# Assignment
Give back the data in full. Leave nothing out.

┄┄┄┄┄┄┄┄┄┄┄┄┄┄┄┄┄┄┄┄

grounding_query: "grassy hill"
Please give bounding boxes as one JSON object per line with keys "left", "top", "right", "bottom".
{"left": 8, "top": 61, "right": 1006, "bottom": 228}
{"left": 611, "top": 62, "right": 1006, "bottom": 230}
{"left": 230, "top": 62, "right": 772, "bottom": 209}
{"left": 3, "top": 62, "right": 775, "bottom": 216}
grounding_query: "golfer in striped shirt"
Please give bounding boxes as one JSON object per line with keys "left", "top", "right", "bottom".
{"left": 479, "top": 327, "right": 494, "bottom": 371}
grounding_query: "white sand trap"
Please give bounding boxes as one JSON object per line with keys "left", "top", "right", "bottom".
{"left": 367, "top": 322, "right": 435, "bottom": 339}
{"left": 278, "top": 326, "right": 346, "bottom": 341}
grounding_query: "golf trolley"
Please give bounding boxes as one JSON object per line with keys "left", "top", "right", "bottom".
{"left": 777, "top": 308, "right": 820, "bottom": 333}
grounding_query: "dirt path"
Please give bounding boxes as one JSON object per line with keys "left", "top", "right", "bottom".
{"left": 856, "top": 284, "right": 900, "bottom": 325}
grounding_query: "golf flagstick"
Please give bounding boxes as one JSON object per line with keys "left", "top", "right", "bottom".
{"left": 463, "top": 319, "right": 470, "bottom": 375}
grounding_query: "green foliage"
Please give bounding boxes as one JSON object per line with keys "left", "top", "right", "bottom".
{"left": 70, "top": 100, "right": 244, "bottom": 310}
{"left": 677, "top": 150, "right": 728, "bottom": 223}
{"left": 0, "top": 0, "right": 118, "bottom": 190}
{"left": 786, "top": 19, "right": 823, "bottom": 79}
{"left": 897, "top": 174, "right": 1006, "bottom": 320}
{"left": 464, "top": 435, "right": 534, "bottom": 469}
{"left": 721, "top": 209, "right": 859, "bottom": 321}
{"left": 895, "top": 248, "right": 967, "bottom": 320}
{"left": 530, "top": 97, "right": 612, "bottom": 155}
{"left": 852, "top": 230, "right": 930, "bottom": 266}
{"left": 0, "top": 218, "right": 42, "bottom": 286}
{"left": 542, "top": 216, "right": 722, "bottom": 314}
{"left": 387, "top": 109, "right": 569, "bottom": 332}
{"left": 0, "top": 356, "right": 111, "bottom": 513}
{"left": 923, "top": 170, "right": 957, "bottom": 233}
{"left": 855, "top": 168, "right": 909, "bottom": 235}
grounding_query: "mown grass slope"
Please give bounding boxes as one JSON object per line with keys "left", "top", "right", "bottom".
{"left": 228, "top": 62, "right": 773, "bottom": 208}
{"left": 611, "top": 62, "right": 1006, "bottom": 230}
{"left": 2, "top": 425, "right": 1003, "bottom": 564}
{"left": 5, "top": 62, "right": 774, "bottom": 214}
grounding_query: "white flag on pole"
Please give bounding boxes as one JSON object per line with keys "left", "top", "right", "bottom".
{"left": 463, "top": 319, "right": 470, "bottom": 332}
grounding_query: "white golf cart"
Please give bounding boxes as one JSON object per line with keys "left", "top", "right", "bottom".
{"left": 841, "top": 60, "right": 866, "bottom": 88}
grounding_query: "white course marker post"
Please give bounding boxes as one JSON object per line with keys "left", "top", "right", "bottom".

┄┄┄┄┄┄┄┄┄┄┄┄┄┄┄┄┄┄┄┄

# Written reply
grounding_query: "grassy hill"
Please give bounding boxes as one JSON object per line with keys "left", "top", "right", "bottom".
{"left": 8, "top": 61, "right": 1006, "bottom": 228}
{"left": 611, "top": 62, "right": 1006, "bottom": 230}
{"left": 230, "top": 62, "right": 772, "bottom": 209}
{"left": 3, "top": 62, "right": 775, "bottom": 216}
grounding_query: "golfer in striped shirt"
Please give bounding boxes as one JSON object per line with keys "left", "top", "right", "bottom".
{"left": 479, "top": 327, "right": 494, "bottom": 371}
grounding_query: "white sand trap"
Please give bounding boxes as one JSON object per line with keys "left", "top", "right", "bottom".
{"left": 367, "top": 322, "right": 435, "bottom": 339}
{"left": 278, "top": 326, "right": 346, "bottom": 341}
grounding_query: "golf trolley"
Please give bounding boxes as one JSON object per line with keys "left", "top", "right", "bottom".
{"left": 777, "top": 308, "right": 820, "bottom": 333}
grounding_query: "dirt path"
Please give bounding boxes as one JSON object per line with keys "left", "top", "right", "bottom".
{"left": 856, "top": 284, "right": 900, "bottom": 325}
grounding_query: "golf flagstick"
Please give bounding boxes as one JSON object per line with keys "left", "top", "right", "bottom".
{"left": 463, "top": 319, "right": 470, "bottom": 375}
grounding_query: "green foliage"
Please give bounding boxes as one JSON object per line with keys "left", "top", "right", "bottom".
{"left": 70, "top": 100, "right": 244, "bottom": 310}
{"left": 677, "top": 150, "right": 728, "bottom": 223}
{"left": 0, "top": 0, "right": 118, "bottom": 190}
{"left": 786, "top": 19, "right": 823, "bottom": 79}
{"left": 897, "top": 174, "right": 1006, "bottom": 320}
{"left": 464, "top": 435, "right": 534, "bottom": 469}
{"left": 721, "top": 209, "right": 859, "bottom": 321}
{"left": 895, "top": 248, "right": 967, "bottom": 320}
{"left": 530, "top": 97, "right": 612, "bottom": 155}
{"left": 852, "top": 230, "right": 930, "bottom": 266}
{"left": 0, "top": 218, "right": 42, "bottom": 286}
{"left": 542, "top": 216, "right": 722, "bottom": 314}
{"left": 387, "top": 109, "right": 569, "bottom": 332}
{"left": 0, "top": 356, "right": 111, "bottom": 513}
{"left": 923, "top": 170, "right": 957, "bottom": 233}
{"left": 855, "top": 168, "right": 909, "bottom": 235}
grounding_query: "mown grass slope"
Please give bounding boxes as one JSON object per line with keys "left", "top", "right", "bottom".
{"left": 228, "top": 62, "right": 773, "bottom": 208}
{"left": 611, "top": 62, "right": 1006, "bottom": 230}
{"left": 2, "top": 425, "right": 1003, "bottom": 564}
{"left": 5, "top": 62, "right": 774, "bottom": 214}
grounding_query: "white flag on pole"
Please give bounding boxes as one JSON object per line with keys "left", "top", "right", "bottom".
{"left": 463, "top": 319, "right": 470, "bottom": 332}
grounding_query: "white golf cart"
Please give bounding boxes as one JSON object per line with keys "left", "top", "right", "bottom".
{"left": 841, "top": 60, "right": 866, "bottom": 88}
grounding_query: "white course marker post"
Please give bounding boxes as one JSON object per line with keys "left", "top", "right", "bottom".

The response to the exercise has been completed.